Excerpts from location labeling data
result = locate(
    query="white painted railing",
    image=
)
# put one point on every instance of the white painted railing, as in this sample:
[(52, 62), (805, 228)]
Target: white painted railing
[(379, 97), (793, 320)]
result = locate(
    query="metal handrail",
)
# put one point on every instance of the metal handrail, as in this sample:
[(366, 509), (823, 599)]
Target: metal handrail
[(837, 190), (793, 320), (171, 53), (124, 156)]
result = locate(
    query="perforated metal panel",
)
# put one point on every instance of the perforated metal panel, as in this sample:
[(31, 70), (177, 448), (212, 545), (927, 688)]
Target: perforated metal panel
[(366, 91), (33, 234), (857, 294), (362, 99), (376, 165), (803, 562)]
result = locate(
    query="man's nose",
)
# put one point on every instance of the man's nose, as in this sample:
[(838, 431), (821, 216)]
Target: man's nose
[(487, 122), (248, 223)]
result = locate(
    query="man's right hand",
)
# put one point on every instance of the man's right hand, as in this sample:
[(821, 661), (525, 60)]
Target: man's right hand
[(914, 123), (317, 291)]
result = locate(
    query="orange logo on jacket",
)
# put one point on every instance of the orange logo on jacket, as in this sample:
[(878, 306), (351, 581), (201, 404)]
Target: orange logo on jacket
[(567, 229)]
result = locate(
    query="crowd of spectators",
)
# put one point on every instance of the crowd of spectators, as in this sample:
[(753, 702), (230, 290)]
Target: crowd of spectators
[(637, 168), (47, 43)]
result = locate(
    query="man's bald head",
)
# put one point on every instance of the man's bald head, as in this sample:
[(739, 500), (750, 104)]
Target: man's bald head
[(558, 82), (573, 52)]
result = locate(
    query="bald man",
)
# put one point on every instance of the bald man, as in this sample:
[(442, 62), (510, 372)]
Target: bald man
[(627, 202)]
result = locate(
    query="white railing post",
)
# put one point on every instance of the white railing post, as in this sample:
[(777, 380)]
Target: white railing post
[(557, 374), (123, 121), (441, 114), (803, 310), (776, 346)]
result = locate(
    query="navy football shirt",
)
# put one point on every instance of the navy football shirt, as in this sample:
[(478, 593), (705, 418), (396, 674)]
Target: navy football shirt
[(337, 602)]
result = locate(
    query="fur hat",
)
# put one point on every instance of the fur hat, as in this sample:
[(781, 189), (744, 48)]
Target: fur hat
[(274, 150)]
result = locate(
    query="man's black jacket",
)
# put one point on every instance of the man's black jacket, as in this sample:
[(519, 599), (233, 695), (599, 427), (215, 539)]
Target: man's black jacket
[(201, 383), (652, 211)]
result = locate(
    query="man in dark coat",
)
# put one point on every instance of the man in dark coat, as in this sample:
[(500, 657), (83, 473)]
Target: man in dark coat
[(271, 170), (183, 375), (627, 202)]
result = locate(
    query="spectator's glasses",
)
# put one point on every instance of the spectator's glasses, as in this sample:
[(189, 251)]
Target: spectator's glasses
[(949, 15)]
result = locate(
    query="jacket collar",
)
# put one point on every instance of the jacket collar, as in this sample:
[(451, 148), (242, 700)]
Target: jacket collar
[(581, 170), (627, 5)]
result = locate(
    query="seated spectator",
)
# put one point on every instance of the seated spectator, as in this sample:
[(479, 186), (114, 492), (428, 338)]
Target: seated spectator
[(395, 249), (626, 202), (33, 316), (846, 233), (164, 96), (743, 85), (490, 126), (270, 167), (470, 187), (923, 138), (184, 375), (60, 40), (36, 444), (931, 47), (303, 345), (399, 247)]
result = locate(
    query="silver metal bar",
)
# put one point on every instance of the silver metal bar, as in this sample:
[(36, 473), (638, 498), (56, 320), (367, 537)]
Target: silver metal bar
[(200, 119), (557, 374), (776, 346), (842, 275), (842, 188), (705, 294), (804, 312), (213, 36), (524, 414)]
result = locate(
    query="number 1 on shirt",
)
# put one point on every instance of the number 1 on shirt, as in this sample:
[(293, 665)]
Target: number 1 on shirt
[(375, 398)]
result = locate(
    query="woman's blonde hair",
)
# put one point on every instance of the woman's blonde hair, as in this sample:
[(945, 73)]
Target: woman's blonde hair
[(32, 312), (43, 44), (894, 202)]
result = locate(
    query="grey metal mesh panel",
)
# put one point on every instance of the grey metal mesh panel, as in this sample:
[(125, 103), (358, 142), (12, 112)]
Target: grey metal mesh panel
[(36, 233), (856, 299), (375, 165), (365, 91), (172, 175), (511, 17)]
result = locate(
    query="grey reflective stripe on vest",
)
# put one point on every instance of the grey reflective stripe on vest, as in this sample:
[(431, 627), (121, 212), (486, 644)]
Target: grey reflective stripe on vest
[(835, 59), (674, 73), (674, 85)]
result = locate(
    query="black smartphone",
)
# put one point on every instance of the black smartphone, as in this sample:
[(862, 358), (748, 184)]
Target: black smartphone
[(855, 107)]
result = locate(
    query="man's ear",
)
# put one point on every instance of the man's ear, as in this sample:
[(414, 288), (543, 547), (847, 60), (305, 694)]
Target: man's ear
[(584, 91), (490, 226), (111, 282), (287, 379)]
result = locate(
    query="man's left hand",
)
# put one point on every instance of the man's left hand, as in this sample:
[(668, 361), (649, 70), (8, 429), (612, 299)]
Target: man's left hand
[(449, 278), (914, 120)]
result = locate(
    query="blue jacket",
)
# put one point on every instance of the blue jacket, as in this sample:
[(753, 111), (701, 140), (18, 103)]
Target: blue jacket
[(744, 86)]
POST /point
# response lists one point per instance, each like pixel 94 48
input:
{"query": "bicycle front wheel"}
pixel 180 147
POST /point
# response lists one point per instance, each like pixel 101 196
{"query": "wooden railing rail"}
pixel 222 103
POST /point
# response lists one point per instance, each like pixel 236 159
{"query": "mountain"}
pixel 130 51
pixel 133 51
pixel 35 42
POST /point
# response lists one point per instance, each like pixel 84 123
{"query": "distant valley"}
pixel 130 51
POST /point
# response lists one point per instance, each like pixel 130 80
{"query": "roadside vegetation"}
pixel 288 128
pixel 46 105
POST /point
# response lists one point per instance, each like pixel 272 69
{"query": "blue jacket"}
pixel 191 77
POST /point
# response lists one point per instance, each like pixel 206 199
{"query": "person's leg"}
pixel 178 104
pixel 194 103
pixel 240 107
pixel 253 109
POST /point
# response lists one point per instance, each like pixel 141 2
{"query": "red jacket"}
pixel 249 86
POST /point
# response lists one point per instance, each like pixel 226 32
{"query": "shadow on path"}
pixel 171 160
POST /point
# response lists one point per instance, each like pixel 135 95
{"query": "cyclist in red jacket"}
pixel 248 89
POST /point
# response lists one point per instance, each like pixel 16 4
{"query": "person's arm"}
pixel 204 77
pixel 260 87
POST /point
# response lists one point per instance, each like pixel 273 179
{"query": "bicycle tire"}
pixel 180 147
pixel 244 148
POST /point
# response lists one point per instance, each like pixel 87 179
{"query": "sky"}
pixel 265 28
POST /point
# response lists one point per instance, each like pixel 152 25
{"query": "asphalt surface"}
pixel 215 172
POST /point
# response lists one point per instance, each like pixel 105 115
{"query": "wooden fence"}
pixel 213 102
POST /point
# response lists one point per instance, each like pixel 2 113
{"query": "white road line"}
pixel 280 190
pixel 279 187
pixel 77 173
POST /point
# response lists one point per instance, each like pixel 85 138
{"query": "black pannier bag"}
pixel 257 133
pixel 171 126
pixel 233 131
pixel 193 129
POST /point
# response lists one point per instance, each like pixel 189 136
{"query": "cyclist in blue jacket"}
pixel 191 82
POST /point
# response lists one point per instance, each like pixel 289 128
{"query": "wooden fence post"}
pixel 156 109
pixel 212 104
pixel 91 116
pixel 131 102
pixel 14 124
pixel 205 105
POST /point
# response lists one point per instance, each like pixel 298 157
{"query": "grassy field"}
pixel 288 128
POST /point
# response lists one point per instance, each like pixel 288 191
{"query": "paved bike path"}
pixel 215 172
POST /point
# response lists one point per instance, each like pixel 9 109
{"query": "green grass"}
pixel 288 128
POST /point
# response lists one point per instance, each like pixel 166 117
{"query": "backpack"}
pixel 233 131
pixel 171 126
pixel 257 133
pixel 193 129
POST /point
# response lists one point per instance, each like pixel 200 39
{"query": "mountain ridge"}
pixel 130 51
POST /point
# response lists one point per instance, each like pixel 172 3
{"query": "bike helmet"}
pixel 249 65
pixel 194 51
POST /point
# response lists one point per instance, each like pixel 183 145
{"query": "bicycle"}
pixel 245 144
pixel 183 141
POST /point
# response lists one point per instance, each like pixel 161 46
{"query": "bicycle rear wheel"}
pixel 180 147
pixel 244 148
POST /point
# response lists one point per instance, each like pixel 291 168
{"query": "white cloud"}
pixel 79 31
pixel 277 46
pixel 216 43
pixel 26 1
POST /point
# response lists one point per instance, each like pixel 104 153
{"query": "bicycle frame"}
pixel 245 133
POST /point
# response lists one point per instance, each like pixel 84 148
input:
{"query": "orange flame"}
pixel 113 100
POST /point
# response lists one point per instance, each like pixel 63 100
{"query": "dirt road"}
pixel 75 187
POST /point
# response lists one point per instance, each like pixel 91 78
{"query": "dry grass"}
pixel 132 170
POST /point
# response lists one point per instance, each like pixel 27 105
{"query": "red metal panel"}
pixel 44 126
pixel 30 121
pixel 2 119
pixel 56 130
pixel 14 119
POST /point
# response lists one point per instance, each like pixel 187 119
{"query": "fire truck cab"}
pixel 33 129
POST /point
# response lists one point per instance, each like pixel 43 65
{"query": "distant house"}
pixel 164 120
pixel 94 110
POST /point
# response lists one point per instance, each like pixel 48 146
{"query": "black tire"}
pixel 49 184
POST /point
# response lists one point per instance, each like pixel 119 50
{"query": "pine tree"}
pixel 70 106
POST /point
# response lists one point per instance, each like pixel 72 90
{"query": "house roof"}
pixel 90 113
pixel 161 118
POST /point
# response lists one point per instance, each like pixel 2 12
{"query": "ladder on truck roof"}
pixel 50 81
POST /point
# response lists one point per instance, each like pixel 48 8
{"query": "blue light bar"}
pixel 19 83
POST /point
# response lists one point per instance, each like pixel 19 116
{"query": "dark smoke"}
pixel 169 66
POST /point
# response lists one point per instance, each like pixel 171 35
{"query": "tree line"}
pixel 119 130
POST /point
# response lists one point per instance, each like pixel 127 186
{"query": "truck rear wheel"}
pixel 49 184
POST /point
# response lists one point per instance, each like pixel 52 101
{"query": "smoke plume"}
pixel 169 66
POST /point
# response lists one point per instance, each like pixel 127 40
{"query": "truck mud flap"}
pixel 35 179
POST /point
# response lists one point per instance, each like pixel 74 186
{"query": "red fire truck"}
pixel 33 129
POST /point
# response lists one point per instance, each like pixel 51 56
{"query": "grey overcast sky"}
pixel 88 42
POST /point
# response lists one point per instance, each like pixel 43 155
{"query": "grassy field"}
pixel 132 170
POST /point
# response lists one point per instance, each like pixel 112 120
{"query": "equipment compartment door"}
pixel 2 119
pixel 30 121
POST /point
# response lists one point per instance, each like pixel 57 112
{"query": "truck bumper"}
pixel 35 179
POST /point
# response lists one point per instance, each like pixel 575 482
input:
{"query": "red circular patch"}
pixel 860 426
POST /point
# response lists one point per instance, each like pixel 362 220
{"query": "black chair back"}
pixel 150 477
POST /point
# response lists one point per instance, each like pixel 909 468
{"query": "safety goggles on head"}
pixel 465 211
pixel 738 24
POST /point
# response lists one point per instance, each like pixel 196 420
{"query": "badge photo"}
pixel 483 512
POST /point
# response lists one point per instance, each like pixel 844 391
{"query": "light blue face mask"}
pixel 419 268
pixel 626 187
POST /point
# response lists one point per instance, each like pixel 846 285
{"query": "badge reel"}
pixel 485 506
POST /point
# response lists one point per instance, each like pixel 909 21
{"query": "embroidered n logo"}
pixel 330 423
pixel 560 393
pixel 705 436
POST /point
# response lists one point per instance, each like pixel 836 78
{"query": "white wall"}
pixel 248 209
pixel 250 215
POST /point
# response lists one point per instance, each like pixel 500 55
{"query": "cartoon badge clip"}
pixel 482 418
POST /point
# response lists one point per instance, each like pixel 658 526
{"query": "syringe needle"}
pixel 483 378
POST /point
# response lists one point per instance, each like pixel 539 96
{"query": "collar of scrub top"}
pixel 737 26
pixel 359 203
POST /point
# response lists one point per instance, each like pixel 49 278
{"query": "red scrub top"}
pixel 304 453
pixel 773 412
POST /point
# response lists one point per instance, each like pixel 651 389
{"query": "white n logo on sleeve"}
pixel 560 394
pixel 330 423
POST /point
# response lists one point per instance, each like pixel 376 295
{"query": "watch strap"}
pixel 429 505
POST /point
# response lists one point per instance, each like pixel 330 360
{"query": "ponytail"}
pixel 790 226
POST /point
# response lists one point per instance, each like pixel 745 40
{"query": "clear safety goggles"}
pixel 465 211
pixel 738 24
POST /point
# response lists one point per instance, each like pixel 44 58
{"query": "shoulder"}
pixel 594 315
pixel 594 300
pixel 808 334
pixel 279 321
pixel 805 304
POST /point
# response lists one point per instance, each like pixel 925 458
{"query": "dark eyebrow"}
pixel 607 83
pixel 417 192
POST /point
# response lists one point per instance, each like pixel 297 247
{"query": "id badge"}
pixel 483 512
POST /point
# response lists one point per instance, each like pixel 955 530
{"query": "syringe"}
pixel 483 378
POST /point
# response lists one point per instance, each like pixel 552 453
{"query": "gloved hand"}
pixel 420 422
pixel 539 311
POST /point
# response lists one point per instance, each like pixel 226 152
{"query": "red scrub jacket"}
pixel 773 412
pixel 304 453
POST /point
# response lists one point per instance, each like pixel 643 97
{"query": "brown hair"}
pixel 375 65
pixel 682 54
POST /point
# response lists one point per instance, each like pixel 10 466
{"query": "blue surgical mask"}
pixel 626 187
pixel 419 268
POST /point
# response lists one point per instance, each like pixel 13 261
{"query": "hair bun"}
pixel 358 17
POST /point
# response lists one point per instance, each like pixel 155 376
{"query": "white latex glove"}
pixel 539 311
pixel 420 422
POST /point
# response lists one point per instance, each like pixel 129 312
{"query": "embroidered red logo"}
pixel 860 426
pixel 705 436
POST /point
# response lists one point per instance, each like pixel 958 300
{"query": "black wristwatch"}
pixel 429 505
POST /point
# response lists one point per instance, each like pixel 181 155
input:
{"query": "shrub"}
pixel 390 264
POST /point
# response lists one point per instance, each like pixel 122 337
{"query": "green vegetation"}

_Requirements:_
Count the lines of the rows above that contain the string "blonde". Give only the number.

_Task result:_
3